» **Text excerpt**:

A flying toy, including a central member configured to generate an aerodynamic lifting force when rotating about a rotational axis and moving perpendicular to the rotational axis, the central member including an outer perimeter and the rotational axis with the rotational axis perpendicular to a plane containing the central member; and a plurality of handgrips evenly distributed around the outer perimeter wherein a portion of each the handgrip extends outside of the outer perimeter.

Any of the embodiments described herein may be used alone or together with one another in any combination. Inventions encompassed within this specification may also include embodiments that are only partially mentioned or alluded to or are not mentioned or alluded to at all in this brief summary or in the abstract. Although various embodiments of the invention may have been motivated by various deficiencies with the prior art, which may be discussed or alluded to in one or more places in the specification, the embodiments of the invention do not necessarily address any of these deficiencies. In other words, different embodiments of the invention may address different deficiencies that may be discussed in the specification. Some embodiments may only partially address some deficiencies or just one deficiency that may be discussed in the specification, and some embodiments may not address any of these deficiencies.

Other features, benefits, and advantages of the present invention will be apparent upon a review of the present disclosure, including the specification, drawings, and claims.

» **Given instruction 1**: Pick out and copy every line of the entries that contains the string "blurred".
The patent excerpt and the entries come from different sources.

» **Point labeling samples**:
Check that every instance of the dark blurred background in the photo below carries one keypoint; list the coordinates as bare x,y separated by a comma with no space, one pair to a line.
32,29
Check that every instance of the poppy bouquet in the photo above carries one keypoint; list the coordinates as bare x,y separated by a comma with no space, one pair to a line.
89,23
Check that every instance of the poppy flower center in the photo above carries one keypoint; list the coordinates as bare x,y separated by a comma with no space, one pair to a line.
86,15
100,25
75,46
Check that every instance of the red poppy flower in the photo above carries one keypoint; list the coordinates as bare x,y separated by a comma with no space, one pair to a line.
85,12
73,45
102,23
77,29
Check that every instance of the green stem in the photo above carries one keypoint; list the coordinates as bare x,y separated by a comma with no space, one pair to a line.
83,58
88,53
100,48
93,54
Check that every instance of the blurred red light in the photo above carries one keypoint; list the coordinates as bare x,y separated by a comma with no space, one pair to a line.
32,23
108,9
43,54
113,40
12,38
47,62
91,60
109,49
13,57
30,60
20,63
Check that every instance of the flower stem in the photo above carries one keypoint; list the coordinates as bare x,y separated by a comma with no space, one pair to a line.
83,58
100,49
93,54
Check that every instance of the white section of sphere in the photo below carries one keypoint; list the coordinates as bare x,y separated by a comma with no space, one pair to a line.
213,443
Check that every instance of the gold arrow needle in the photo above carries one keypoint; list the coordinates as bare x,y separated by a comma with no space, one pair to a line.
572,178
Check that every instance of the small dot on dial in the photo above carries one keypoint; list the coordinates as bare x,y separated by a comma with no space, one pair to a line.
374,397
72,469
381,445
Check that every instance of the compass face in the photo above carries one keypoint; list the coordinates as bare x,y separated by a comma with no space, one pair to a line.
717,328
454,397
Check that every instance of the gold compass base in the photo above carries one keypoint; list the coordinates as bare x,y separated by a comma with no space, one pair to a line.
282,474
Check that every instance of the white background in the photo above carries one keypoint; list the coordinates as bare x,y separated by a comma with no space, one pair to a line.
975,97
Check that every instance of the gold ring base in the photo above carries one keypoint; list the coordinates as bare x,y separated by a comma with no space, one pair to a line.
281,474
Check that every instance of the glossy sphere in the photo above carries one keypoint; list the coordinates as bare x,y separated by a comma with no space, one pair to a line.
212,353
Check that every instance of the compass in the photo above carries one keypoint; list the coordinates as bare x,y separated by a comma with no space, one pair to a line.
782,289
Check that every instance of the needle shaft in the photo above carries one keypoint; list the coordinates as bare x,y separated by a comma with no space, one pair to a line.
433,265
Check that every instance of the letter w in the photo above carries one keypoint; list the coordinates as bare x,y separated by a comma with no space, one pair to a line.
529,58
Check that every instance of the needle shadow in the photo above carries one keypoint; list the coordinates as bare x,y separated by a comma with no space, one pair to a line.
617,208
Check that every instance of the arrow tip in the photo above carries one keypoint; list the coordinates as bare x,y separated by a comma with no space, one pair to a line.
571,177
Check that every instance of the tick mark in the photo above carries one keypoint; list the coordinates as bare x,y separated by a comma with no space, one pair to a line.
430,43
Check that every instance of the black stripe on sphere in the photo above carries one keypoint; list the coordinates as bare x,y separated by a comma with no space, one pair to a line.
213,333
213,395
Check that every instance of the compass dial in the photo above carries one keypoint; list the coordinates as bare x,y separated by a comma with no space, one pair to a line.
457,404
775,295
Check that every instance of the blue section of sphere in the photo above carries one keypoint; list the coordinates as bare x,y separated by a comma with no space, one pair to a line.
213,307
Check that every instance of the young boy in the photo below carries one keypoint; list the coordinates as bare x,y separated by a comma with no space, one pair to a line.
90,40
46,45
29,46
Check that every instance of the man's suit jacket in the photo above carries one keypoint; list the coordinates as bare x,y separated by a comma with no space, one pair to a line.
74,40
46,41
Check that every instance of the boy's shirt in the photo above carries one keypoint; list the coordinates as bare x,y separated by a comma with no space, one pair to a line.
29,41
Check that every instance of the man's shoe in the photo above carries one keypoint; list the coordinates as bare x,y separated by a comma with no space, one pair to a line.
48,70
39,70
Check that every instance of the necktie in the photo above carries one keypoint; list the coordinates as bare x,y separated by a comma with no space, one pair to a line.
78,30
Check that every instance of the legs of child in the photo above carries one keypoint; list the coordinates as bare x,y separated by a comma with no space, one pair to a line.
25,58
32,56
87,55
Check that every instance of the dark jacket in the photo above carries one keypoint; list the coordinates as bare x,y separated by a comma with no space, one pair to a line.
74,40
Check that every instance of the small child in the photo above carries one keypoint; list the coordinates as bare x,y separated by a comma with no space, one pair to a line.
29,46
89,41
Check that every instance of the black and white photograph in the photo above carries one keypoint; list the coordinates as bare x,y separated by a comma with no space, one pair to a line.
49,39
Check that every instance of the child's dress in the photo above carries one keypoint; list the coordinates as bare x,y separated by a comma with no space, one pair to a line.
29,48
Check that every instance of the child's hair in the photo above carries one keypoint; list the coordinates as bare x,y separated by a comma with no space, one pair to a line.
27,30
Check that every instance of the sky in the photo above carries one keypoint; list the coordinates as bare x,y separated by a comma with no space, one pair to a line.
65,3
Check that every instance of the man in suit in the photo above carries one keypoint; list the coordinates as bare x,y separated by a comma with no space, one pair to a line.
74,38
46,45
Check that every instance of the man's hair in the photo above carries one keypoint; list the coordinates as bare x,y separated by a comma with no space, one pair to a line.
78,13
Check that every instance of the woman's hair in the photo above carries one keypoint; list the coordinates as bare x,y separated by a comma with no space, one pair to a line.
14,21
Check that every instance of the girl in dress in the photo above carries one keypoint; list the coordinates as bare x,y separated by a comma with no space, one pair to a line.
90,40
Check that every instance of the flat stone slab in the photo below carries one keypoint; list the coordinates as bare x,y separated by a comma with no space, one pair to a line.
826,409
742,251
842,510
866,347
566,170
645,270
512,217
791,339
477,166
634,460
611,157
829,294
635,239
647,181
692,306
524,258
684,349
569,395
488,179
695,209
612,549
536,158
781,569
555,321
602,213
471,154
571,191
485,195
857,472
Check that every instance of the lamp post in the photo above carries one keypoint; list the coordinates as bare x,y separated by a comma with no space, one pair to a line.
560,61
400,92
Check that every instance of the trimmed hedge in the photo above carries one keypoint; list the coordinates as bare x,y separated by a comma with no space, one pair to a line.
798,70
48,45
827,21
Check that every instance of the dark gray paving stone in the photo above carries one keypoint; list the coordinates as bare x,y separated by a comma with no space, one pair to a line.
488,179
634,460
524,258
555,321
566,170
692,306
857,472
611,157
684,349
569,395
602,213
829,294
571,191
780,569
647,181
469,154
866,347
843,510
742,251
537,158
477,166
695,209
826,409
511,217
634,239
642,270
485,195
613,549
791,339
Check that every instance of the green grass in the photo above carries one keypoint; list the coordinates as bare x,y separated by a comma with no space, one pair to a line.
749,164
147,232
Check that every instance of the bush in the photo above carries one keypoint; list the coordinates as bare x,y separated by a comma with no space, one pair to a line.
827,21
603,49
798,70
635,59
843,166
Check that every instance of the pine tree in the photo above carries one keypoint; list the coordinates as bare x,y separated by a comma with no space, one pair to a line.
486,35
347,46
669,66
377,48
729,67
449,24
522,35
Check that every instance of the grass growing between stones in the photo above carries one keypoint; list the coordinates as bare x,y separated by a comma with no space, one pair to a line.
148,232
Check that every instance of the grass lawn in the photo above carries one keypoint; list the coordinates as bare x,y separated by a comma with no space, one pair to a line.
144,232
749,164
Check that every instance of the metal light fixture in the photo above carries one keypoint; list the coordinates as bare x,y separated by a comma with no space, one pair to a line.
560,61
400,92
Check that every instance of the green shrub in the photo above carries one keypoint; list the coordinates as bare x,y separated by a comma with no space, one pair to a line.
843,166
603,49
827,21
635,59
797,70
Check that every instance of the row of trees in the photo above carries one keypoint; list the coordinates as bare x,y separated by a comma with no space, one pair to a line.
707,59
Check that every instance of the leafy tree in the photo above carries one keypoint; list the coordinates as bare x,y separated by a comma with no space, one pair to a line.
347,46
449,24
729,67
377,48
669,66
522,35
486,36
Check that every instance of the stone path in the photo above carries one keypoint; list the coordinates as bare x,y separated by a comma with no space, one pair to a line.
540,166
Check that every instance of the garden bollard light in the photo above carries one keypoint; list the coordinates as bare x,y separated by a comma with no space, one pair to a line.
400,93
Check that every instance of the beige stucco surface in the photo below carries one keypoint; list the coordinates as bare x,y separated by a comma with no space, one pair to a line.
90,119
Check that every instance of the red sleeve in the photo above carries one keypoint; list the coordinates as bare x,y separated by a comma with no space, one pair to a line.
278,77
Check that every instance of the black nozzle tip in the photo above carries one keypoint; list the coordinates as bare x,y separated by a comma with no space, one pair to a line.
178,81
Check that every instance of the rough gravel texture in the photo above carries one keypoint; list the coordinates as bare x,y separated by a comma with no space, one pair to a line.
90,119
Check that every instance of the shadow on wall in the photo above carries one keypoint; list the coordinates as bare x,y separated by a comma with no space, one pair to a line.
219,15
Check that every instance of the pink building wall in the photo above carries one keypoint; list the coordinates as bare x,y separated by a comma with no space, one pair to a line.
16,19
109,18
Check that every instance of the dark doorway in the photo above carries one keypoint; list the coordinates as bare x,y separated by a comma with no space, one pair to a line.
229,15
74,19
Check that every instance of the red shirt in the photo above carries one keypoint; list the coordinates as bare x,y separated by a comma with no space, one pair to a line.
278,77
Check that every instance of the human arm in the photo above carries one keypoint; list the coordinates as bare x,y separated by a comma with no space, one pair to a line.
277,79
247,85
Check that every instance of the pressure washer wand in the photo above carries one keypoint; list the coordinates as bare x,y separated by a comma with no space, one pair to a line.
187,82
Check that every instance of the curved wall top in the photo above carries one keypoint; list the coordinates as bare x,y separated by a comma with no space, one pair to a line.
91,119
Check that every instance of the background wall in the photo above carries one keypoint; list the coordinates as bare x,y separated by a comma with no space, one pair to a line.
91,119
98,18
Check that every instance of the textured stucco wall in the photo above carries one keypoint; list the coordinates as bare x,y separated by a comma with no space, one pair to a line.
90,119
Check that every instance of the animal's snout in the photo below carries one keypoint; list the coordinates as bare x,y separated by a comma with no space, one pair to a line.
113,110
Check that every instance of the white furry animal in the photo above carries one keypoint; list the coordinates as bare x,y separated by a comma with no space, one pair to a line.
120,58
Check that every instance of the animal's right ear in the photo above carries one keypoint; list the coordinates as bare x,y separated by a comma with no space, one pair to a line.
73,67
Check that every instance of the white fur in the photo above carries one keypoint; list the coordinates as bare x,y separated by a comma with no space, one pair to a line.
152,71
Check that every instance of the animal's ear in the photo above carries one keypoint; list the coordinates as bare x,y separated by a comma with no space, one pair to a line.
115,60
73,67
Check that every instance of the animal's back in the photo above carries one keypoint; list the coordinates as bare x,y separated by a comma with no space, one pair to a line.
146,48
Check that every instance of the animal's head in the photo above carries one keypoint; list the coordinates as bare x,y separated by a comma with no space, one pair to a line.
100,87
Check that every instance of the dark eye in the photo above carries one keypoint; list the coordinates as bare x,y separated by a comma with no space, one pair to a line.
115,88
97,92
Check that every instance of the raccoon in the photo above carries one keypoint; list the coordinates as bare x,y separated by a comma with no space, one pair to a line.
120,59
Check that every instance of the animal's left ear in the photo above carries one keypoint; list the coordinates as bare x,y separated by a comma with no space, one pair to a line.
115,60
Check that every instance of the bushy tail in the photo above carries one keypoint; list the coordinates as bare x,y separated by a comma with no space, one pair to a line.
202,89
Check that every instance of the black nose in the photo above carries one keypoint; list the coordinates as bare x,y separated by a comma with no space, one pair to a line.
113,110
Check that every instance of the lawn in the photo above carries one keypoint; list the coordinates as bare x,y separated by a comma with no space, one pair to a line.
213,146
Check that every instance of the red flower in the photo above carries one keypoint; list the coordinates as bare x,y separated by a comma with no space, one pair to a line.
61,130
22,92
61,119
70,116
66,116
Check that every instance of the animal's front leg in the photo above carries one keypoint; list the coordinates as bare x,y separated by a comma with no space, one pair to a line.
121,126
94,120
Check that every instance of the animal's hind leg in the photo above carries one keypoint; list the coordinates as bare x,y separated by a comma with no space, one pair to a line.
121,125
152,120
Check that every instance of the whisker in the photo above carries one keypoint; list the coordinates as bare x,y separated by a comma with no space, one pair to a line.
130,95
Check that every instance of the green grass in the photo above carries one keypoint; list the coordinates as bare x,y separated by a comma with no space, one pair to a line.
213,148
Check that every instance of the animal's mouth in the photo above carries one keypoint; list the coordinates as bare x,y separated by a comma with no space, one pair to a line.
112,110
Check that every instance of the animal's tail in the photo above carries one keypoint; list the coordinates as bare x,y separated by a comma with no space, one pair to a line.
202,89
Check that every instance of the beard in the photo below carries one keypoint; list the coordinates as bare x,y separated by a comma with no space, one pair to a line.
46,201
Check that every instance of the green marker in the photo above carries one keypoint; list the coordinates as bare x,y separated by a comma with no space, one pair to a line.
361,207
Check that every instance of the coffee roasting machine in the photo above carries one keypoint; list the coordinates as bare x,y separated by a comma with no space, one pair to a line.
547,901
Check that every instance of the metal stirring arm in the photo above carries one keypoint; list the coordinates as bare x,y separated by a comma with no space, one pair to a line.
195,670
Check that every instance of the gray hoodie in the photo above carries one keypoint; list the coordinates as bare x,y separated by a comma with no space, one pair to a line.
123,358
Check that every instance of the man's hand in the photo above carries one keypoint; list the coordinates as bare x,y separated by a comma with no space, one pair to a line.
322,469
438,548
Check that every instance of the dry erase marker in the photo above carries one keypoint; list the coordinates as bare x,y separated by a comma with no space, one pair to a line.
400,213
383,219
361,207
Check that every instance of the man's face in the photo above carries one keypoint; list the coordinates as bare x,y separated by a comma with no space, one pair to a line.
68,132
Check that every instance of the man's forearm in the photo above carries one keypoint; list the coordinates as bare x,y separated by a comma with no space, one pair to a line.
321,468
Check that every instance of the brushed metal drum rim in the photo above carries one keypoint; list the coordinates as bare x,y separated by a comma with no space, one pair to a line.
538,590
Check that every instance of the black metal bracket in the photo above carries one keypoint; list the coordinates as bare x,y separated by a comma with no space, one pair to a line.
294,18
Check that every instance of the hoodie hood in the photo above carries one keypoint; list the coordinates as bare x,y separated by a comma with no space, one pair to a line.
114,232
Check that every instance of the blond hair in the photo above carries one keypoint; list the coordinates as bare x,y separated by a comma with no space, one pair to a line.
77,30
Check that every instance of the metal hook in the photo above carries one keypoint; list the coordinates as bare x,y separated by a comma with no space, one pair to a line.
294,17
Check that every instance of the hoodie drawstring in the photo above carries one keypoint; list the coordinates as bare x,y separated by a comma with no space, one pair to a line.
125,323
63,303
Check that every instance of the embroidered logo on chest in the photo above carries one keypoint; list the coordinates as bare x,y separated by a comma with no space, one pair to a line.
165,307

» **Given instruction 2**: In the patent excerpt, what is the central member of the flying toy configured to generate?

» **Correct answer 1**:
Check that every instance of the dark blurred background in the photo below carries one keypoint; list the coordinates as bare x,y separated by a comma with no space, one pair to a line.
Check that every instance of the blurred red light in the photo above carries one keypoint; list the coordinates as bare x,y separated by a comma with no space, one pair to a line.

» **Correct answer 2**: An aerodynamic lifting force when it rotates about a rotational axis and moves perpendicular to that axis.